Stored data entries
--------
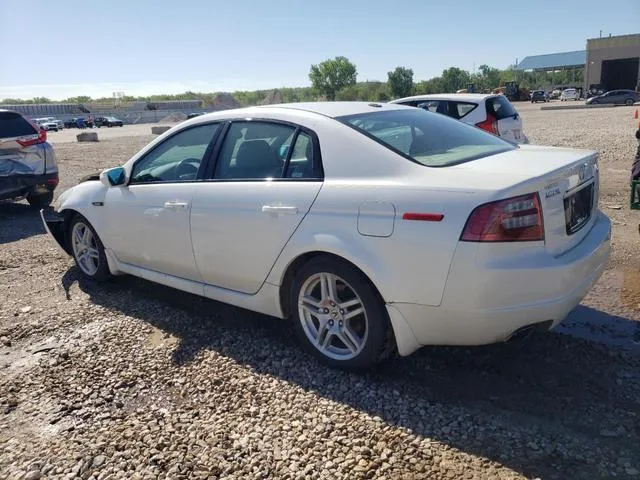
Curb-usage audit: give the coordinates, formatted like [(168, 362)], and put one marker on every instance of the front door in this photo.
[(265, 180), (148, 219)]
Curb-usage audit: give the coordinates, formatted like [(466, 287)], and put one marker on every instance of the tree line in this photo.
[(336, 79)]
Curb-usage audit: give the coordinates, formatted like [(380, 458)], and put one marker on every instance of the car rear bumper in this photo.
[(487, 303), (14, 186)]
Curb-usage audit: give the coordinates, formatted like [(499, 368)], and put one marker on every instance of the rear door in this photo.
[(509, 121), (266, 177), (22, 151)]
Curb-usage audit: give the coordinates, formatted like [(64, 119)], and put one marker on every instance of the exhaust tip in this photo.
[(528, 330)]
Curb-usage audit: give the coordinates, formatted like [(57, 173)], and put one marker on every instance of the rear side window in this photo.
[(426, 138), (13, 124), (500, 107)]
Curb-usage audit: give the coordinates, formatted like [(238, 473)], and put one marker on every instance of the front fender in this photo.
[(87, 199)]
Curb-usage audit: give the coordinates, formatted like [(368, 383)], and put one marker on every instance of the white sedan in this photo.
[(376, 228), (491, 112)]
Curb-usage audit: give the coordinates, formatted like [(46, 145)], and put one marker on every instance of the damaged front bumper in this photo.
[(54, 223)]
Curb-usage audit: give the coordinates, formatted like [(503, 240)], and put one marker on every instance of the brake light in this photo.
[(489, 125), (34, 139), (517, 219), (53, 182)]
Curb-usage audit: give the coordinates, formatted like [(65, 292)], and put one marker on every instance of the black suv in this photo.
[(28, 166)]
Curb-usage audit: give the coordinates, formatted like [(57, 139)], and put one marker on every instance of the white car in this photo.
[(569, 94), (49, 123), (375, 227), (490, 112)]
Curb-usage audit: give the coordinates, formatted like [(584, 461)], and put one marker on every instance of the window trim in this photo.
[(215, 154), (203, 162)]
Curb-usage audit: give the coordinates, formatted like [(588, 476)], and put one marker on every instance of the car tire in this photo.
[(330, 326), (40, 200), (87, 250)]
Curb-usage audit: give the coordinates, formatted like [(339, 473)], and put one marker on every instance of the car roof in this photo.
[(336, 109), (473, 97), (326, 109)]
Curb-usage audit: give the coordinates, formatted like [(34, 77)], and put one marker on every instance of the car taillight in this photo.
[(490, 125), (53, 181), (34, 139), (517, 219)]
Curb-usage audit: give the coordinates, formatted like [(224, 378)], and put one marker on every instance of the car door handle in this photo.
[(176, 204), (279, 210)]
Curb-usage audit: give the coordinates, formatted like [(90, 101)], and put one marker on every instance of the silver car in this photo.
[(28, 166)]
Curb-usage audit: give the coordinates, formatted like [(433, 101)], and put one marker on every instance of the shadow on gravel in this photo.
[(564, 387), (18, 221)]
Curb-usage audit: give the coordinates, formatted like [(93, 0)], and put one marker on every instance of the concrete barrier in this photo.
[(575, 107), (87, 137), (159, 130)]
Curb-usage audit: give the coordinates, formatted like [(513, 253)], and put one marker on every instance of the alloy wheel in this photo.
[(85, 248), (333, 316)]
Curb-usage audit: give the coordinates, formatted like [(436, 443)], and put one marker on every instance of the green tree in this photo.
[(400, 82), (331, 76)]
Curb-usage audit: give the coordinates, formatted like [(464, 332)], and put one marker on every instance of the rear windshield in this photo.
[(430, 139), (500, 107), (13, 124)]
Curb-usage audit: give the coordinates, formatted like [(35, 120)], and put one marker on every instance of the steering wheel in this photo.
[(187, 169)]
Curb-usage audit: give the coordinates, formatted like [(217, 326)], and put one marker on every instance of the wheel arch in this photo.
[(298, 262)]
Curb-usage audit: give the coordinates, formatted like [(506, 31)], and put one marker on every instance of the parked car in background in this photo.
[(493, 113), (569, 94), (75, 122), (49, 123), (539, 96), (108, 122), (616, 97), (450, 236), (28, 166)]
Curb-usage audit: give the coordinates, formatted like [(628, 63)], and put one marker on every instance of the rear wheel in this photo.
[(40, 200), (338, 315), (88, 251)]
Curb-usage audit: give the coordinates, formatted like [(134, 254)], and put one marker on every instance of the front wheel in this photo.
[(88, 251), (338, 315)]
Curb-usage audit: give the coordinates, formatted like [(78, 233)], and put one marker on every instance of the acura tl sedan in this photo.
[(375, 228)]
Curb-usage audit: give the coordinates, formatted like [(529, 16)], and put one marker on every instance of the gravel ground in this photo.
[(132, 380)]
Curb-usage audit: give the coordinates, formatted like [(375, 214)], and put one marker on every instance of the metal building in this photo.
[(613, 63)]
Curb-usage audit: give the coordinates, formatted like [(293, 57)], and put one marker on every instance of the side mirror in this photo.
[(113, 177)]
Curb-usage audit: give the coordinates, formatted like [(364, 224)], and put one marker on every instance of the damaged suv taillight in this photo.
[(517, 219)]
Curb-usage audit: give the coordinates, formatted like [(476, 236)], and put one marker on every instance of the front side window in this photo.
--------
* _HOW TO COMPLETE THIS TASK_:
Skip every picture and transcribe the data above exactly.

* _SOLUTION BELOW_:
Curb-usage audit: give the coordinates, formatted like [(168, 362)], and put one marker on every instance of the front door in this photo.
[(265, 180), (148, 219)]
Curb-usage audit: give the coordinates, formatted like [(466, 287)], and put one marker on every instance of the tree line in this photo.
[(336, 79)]
Curb-usage audit: give the coordinates, formatted like [(380, 458)], and put one marker on every instance of the car rear bumper in this photo.
[(487, 303), (14, 186)]
Curb-usage audit: give the coordinates, formatted like [(499, 368)], and put one marker on every instance of the rear door in this photo.
[(509, 121), (266, 177), (22, 151)]
Curb-usage audit: give the coordinates, formatted like [(64, 119)], and put one marker on every instance of the exhaust tip in this photo.
[(528, 330)]
Curb-usage audit: give the coordinates, formatted like [(57, 173)], and put one marker on every instance of the rear side window in this photo.
[(426, 138), (13, 124), (500, 107)]
Curb-usage audit: give the coordinates, formatted like [(238, 473)], and put one marker on every instance of the front fender in this photo.
[(87, 199)]
Curb-usage audit: give the coordinates, formatted like [(368, 383)], and put one marker on every instance of the white sedan in this photo.
[(376, 228), (491, 112)]
Curb-usage audit: give the coordinates, formatted like [(46, 145)], and put one marker on every instance of the damaged front bumper in this photo.
[(54, 223)]
Curb-usage audit: give the coordinates, formatted like [(503, 240)], and put one marker on every instance of the brake light in this photo.
[(489, 125), (34, 139), (517, 219), (53, 182)]
Curb-usage audit: give the coordinates, formatted like [(65, 292)], and put one marker on every instance of the black suv in this photo.
[(28, 166)]
Curb-usage audit: give the coordinates, formatted like [(57, 139)], and put one marker on every instance of the white car in this photo.
[(569, 94), (49, 123), (375, 227), (490, 112)]
Curb-usage audit: give the coordinates, formatted like [(584, 461)], and put one marker on every instance of the window trim in this photo.
[(215, 154), (203, 162)]
Curb-usage audit: give the coordinates, formatted like [(588, 476)], and put one marker on every instance of the car tire in this photo.
[(330, 326), (40, 200), (87, 250)]
Curb-usage audit: give the coordinates, formatted like [(339, 473)], and put one marker on every instance of the car roof in this photo.
[(336, 109), (473, 97), (326, 109)]
Curb-usage audit: give the coordinates, formatted like [(34, 77)], and put one marker on every instance of the car taillight in this photo.
[(490, 125), (53, 181), (34, 139), (517, 219)]
Curb-usage audit: give the coordinates, formatted like [(224, 378)], and put one marker on every instance of the car door handle in this photo.
[(176, 204), (279, 210)]
Curb-usage audit: give the coordinates, formatted like [(90, 101)], and put one marker on every instance of the silver car in this photo.
[(28, 166)]
Curb-usage audit: give the coordinates, formatted like [(433, 101)], and put one marker on every instance of the shadow on gravel in this photo.
[(564, 387), (18, 221)]
Curb-usage audit: give the coordinates, formatted like [(93, 0)], and put one marker on every instance of the concrete barrier in this photo.
[(575, 107), (87, 137), (159, 130)]
Curb-usage audit: give the coordinates, formatted like [(513, 253)], and put one marker on every instance of the alloy wheel in this photo.
[(85, 248), (333, 316)]
Curb-usage audit: give the coordinates, formatted like [(436, 443)], and put one marker on every instance of the green tree in this photo.
[(400, 82), (331, 76)]
Curb-usage audit: give the coordinates, formatted like [(464, 332)], and put one marker on every instance of the rear windshield in this photo.
[(430, 139), (500, 107), (13, 124)]
Curb-usage audit: give the coordinates, formatted like [(35, 120)], and put one marker on every instance of the steering wheel in this photo.
[(187, 169)]
Curb-usage audit: give the coordinates, formatted like [(217, 326)], and put one marker on every instance of the wheel arch in this photo.
[(298, 262)]
Curb-usage audit: give the coordinates, formatted like [(506, 31)], and put one marker on every instance of the parked car in background in this photo.
[(493, 113), (569, 94), (75, 122), (49, 123), (539, 96), (108, 122), (616, 97), (450, 236), (28, 166)]
Curb-usage audit: give the coordinates, formatted like [(628, 63)], and put one marker on every instance of the rear wheel in this photo.
[(40, 200), (338, 315), (88, 251)]
Curb-usage audit: give the coordinates, formatted like [(134, 254)], and put one marker on every instance of the front wheel in this photo.
[(88, 251), (338, 315)]
Curb-usage audit: give the coordinates, formatted like [(78, 233)], and put one marker on every instance of the acura tl sedan in this photo.
[(375, 228)]
Curb-usage audit: give the coordinates, formatted like [(529, 16)], and put one marker on every instance of the gravel ground in this photo.
[(132, 380)]
Curb-usage audit: give the coordinates, formatted like [(375, 214)], and put one marker on every instance of the metal building in this photo.
[(613, 63)]
Curb-usage audit: give the coordinates, formatted like [(293, 57)], and put one marker on every instance of the side mirror in this photo.
[(113, 177)]
Curb-usage audit: give the coordinates, formatted like [(364, 224)], and put one marker on every instance of the damaged suv taillight in this photo.
[(517, 219)]
Curb-usage audit: give the coordinates, formatted like [(476, 236)], and put one marker on every instance of the front side window in this photo.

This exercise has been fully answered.